■ Sezione del documento ■
══════════════════════════════

“Chi produce un bene ne deve gestire l’intera vita anche quando il bene diventa un rifiuto”

Sapete cosa vuole dire questa affermazione? Che il produttore, per esempio di un tavolo, oltre che a produrlo, deve anche pensare a come prenderlo in carico quando è arrivato alla fine della sua vita!

Semplice!

 

Si ma perché io, che sostengo i costi della produzione, devo anche farmi carico dei costi dello smaltimento?

Domanda corretta! 

Però adesso vi spiego una cosa!

Vi sarete accorti di quanto consumiamo?

Tanto, tantissimo!

Ormai gli oggetti che comperiamo, anche di grande valore, durano pochissimo tempo; l’80% di quello che produciamo viene usato una volta e poi gettato via (Fonte UE).

══════════════════════════════

■ Voci riportate ■
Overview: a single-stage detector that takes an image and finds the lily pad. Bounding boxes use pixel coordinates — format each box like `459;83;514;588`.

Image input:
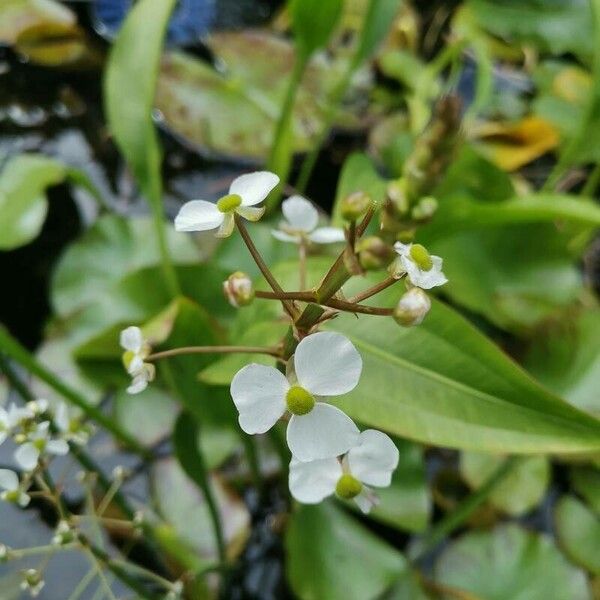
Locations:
460;452;550;516
435;525;591;600
155;31;357;161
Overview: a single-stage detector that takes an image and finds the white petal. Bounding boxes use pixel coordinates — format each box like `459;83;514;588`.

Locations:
347;429;399;487
294;331;362;396
175;200;224;231
235;206;265;223
231;363;290;434
229;171;279;206
0;469;19;492
15;442;40;471
289;458;342;504
120;326;144;353
354;487;378;515
127;371;148;394
271;229;300;244
287;402;359;462
46;440;69;456
215;213;235;237
281;196;319;233
308;227;346;244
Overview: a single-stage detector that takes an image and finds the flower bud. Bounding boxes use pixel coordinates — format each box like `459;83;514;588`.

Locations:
356;235;396;271
340;192;373;221
223;271;254;308
394;287;431;327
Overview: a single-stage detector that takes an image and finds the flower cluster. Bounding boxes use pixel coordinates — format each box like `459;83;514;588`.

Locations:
231;332;398;512
0;399;90;506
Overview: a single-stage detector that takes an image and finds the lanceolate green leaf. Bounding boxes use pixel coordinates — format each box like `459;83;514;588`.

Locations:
331;292;600;453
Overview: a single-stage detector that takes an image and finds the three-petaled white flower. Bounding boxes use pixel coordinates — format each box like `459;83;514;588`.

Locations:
394;242;448;290
0;469;30;507
271;196;345;244
15;421;69;471
289;429;399;513
175;171;279;237
231;332;362;461
120;326;156;394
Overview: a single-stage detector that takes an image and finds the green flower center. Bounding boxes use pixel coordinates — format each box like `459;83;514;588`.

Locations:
335;473;362;500
410;244;433;271
217;194;242;212
285;385;315;415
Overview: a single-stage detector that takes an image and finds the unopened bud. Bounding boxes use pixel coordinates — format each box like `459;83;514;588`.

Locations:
223;271;254;308
412;196;438;221
356;235;396;271
340;192;373;221
394;288;431;327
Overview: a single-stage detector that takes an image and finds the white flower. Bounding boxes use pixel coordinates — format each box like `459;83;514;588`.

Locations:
289;429;399;513
0;469;30;507
15;421;69;471
271;196;345;244
231;332;362;461
394;242;448;290
120;326;155;394
175;171;279;237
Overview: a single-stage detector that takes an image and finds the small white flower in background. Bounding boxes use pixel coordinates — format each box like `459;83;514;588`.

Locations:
15;421;69;471
21;569;44;598
394;242;448;290
120;326;156;394
0;469;30;508
231;332;362;461
289;429;399;513
271;196;346;244
54;402;90;446
175;171;279;237
394;288;431;327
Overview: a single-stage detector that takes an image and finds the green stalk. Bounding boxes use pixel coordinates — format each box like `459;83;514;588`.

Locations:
295;60;358;194
408;456;520;563
0;327;149;456
266;54;310;210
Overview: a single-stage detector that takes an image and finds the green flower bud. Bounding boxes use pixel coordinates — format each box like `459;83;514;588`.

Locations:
285;385;315;415
356;235;396;271
394;287;431;327
223;271;254;308
340;192;373;221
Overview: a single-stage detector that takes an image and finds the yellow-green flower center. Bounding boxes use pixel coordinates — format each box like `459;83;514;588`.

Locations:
335;473;362;500
217;194;242;212
285;385;315;415
410;244;433;271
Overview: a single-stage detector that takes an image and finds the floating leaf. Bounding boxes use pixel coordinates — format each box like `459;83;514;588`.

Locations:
435;525;591;600
460;452;550;516
285;502;407;600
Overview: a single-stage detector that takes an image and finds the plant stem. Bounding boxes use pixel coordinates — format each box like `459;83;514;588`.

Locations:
0;327;148;456
266;54;310;210
408;456;520;563
235;214;296;319
146;346;279;360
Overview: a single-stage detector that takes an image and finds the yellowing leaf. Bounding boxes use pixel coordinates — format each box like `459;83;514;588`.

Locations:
472;117;559;171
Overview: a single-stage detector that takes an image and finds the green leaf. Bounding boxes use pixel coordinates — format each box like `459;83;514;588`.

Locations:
460;452;550;517
360;439;431;532
331;152;387;225
435;525;591;600
353;0;402;65
285;502;407;600
51;215;202;317
104;0;176;200
554;496;600;575
466;0;593;58
330;279;600;453
151;458;250;562
523;308;600;415
289;0;344;59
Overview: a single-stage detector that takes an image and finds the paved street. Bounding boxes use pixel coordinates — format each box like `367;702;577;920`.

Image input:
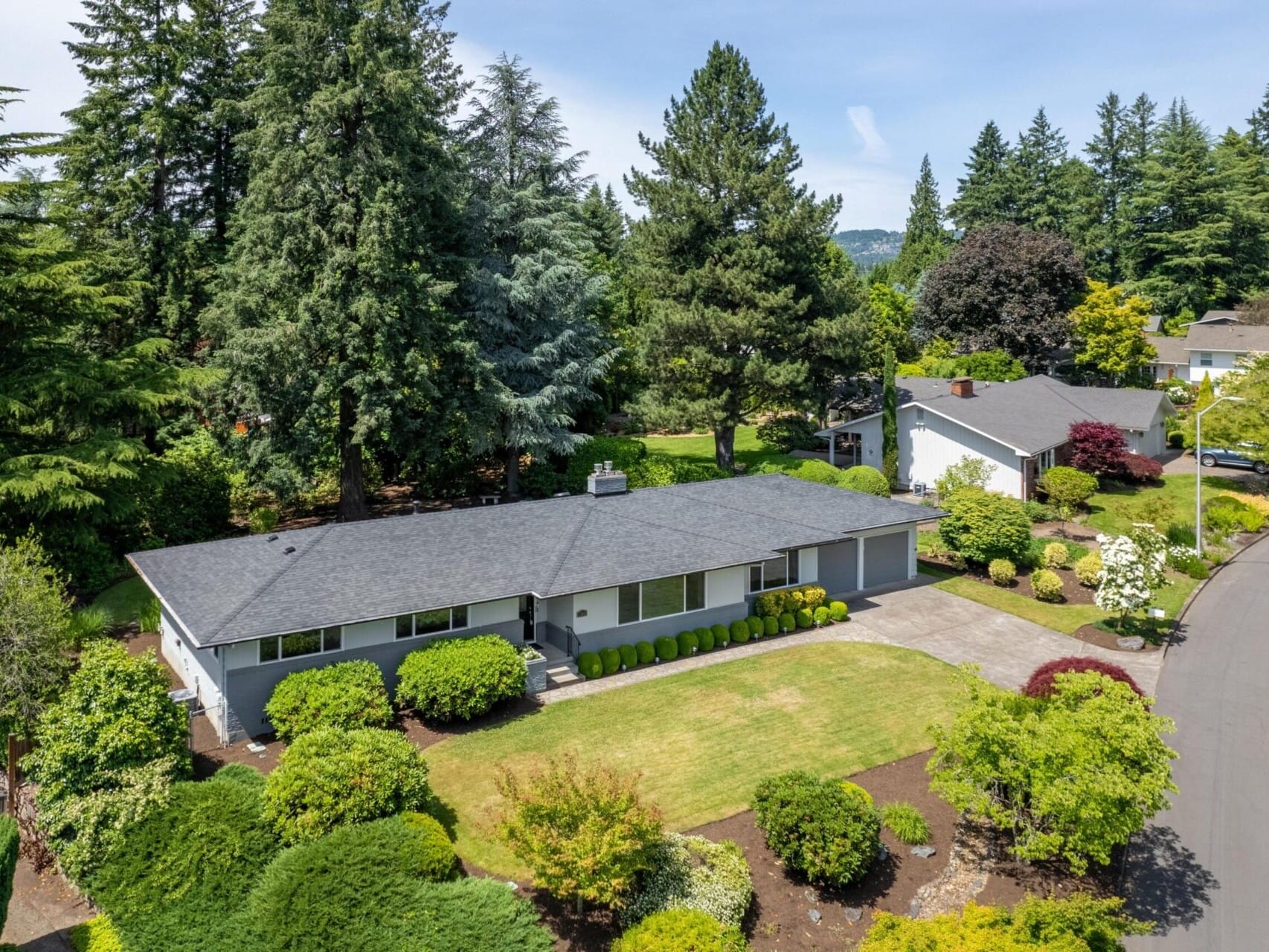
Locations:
1127;539;1269;952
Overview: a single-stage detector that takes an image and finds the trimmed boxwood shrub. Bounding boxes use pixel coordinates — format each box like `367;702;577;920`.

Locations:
396;634;528;721
264;661;392;744
754;771;881;886
599;647;622;674
678;631;701;657
90;764;277;952
264;727;431;844
611;909;749;952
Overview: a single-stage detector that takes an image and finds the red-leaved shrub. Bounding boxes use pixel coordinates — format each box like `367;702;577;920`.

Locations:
1023;656;1146;697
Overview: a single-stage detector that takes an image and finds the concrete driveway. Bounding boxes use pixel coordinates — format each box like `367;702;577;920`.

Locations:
1125;539;1269;952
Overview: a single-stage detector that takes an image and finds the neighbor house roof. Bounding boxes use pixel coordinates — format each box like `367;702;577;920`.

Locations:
128;474;942;647
818;376;1176;456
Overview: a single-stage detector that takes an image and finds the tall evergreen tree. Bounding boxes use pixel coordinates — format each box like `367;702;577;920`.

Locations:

══════════════════════════════

■ Elenco dei compiti ■
(A) Rispondi a queste domande sul testo sulla responsabilità del produttore:
(i) Che cosa deve gestire chi produce un bene?
(ii) Quale oggetto viene portato come esempio di prodotto?
(iii) Quale percentuale di ciò che produciamo viene usata una volta e poi gettata via, e quale fonte viene citata?
(B) Come prosegue il testo sulla responsabilità del produttore? Riprendilo subito dopo l'ultima frase.

■ Risposte ai compiti ■
(A)
(i) L'intera vita del bene, anche quando il bene diventa un rifiuto.
(ii) Un tavolo.
(iii) L'80%; la fonte citata è l'UE.

(B)
Il più delle volte ce ne disfiamo anche quando ancora gli oggetti sono in buono stato e ancora funzionanti, solo perché il mercato ci condiziona con compagne pubblicitarie seducenti e discutibili nello stesso tempo. Oggi è più giusto parlare di disvalore degli oggetti che di valore, e di come questa perdita di valore, associata all’uso (o non uso) che facciamo degli oggetti, sta condizionando l’ambiente in cui viviamo. Quando comperiamo un oggetto non pensiamo mai al fatto che una volta che abbiamo finito di usarlo, lo stesso diventa un rifiuto, che Noi consumatori paghiamo per smaltirlo. In pratica paghiamo due volte, per comperarlo e per smaltirlo e magari nel mezzo, paghiamo anche per ripararlo!

Insomma noi consumatori paghiamo sempre!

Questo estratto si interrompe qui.